Text extract

* * * * * * *

Okay, I'm having a really bad day (or week) and I want to apologize
for the rantish email. I just went back into the configuration for the
new kernel, and I was wrong about the experimental state of the SATA,
but it appears the PATA state is experimental instead.
Now I am confused on what may be the cause of the corruption. Could it
have been just a ReiserFS problem (I will be using Ext3 or JSF on my
next rebuild I think after reading some reviews on the ReiserFS and
this recent experience).
When I said hibernate, I did mention it was to disk, not to ram. I
woke my computer up from work remotely using wakeonlan. When the
computer was responsive, I started getting I/O errors and when I saw
my kernel log I saw file corruption problems with my "/dev/sda2"
device (which is my root file system and is one of two, the other is
the swap partition)
I'm not sure if it could be a SATA_NV driver problem, a hibernate
problem, or a ReiserFS problem or a combination of the above. For
hibernation, I had the resume2 kernel boot option set as /dev/sda1 (my
swap partition). I do not have suspend2 installed though, I have been
relying on its fallback settings to ususpend or sysfs (not sure which
one is actually executed).
My wor laptop (IBM/Lenova T43) has the same setup on 2.6.18.3 and I
have be suspending to RAM and to disk without issue for a while now.

* * * * * * *

Excerpted data
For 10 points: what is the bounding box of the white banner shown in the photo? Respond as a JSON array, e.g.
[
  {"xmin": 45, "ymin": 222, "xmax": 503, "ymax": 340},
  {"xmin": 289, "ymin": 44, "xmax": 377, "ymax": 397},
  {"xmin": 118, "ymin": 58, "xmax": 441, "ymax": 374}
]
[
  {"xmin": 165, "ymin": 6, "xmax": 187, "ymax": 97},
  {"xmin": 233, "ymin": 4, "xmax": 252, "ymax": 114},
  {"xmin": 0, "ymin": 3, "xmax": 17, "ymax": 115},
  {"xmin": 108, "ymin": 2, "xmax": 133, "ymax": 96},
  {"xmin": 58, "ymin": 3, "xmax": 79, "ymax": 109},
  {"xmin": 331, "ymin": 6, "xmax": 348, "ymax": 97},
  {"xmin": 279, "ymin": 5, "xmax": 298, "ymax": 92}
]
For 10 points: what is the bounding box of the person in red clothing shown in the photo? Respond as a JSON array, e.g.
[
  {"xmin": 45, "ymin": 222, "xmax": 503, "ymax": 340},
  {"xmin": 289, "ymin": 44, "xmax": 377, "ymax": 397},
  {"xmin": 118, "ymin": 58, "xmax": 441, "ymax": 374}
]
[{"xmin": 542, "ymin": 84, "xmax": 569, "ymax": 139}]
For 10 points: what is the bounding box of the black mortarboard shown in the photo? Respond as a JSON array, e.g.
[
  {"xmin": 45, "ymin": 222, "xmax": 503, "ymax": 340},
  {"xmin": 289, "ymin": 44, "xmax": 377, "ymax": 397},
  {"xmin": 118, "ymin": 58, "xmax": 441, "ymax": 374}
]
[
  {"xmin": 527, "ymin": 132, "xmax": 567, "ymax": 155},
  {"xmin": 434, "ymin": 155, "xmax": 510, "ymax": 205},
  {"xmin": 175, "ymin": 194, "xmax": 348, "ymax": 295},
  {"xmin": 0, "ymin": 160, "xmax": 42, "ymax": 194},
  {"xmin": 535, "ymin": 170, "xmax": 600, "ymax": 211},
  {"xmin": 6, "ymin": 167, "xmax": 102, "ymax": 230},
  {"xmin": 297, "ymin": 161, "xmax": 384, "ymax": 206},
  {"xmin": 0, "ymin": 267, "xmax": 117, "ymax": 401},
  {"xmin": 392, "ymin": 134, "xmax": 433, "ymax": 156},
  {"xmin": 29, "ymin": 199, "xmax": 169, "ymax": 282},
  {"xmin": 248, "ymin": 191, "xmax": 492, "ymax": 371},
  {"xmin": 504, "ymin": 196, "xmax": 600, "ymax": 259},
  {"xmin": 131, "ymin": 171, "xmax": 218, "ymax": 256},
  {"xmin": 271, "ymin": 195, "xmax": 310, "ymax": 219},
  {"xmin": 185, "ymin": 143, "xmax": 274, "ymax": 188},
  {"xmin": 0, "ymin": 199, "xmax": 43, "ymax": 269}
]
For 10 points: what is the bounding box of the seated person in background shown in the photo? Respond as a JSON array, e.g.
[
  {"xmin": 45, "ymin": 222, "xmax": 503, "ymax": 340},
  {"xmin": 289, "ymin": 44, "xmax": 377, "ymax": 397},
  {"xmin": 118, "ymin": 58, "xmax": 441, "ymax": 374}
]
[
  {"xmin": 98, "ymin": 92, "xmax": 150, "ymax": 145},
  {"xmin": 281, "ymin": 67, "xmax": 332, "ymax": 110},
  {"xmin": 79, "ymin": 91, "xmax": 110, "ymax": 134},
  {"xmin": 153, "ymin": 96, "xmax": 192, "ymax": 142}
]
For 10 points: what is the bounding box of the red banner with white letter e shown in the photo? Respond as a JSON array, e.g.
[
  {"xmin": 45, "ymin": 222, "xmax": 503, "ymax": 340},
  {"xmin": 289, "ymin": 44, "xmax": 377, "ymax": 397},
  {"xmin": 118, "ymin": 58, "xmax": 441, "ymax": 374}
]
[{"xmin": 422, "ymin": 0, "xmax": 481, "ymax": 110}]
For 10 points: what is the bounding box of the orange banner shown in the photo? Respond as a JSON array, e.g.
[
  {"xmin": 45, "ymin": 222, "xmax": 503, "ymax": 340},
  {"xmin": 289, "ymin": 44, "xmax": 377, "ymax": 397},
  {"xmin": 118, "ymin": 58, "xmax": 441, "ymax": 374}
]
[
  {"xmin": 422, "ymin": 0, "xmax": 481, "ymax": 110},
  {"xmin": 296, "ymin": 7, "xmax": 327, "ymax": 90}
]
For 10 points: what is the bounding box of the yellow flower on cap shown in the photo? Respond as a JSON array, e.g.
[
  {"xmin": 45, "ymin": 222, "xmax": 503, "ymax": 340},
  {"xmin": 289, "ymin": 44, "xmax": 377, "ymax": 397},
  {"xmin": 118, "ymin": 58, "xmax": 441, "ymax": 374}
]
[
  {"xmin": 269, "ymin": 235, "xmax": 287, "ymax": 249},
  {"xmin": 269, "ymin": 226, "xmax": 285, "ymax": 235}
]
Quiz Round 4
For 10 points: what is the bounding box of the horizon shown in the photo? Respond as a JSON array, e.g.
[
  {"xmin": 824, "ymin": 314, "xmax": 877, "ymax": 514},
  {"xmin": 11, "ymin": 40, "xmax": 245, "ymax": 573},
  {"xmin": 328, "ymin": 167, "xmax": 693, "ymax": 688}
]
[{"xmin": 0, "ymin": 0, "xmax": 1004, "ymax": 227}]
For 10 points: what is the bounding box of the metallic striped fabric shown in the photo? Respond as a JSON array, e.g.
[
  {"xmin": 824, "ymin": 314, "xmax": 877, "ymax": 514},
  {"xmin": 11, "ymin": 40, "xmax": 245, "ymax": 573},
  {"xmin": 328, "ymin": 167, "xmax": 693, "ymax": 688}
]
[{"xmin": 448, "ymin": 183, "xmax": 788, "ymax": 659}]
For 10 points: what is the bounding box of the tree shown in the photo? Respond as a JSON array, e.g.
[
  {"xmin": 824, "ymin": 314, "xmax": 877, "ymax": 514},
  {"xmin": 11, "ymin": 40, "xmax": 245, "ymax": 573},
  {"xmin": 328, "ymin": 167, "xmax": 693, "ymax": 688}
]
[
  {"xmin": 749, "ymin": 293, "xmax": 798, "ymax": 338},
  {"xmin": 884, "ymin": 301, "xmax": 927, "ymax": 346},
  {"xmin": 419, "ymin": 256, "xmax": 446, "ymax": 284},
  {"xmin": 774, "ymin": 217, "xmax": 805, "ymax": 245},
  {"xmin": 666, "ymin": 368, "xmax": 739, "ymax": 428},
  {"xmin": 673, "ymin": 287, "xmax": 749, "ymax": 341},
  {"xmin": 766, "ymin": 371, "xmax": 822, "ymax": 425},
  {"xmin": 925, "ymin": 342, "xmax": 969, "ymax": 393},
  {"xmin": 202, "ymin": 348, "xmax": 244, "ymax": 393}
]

* * * * * * *

Required tasks
A: Answer these about the email:
(i) Which state does the writer find is experimental after checking the new kernel's configuration?
(ii) What did the writer use to wake the computer remotely from work?
(iii) What was the resume2 kernel boot option set to?
B: Edit the email from "When I said" up to and including "a while now.", putting "Wake-on-LAN" in place of "wakeonlan".
You won't need the entries for any of this.

Answers for the exercise
A:
(i) The PATA state.
(ii) wakeonlan.
(iii) /dev/sda1, the writer's swap partition.

B:
When I said hibernate, I did mention it was to disk, not to ram. I
woke my computer up from work remotely using Wake-on-LAN. When the
computer was responsive, I started getting I/O errors and when I saw
my kernel log I saw file corruption problems with my "/dev/sda2"
device (which is my root file system and is one of two, the other is
the swap partition)
I'm not sure if it could be a SATA_NV driver problem, a hibernate
problem, or a ReiserFS problem or a combination of the above. For
hibernation, I had the resume2 kernel boot option set as /dev/sda1 (my
swap partition). I do not have suspend2 installed though, I have been
relying on its fallback settings to ususpend or sysfs (not sure which
one is actually executed).
My wor laptop (IBM/Lenova T43) has the same setup on 2.6.18.3 and I
have be suspending to RAM and to disk without issue for a while now.